--- Problem details ---
Your answer should hold the data exactly as given, minus any picture.

--- Task input ---

● ● ● ● ●

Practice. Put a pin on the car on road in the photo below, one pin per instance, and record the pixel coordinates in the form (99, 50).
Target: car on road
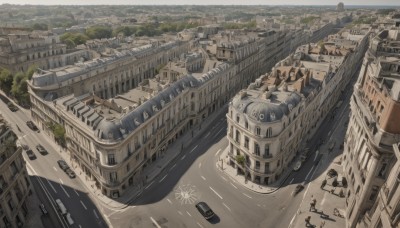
(70, 173)
(43, 209)
(297, 166)
(32, 126)
(298, 189)
(63, 165)
(31, 155)
(41, 149)
(205, 210)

● ● ● ● ●

--- Solved exercise ---
Practice. Put a pin on the car on road in the photo below, one pin per instance, and record the pixel coordinates in the form (99, 50).
Target: car on road
(70, 173)
(43, 209)
(297, 166)
(32, 126)
(298, 189)
(63, 165)
(31, 155)
(41, 149)
(205, 210)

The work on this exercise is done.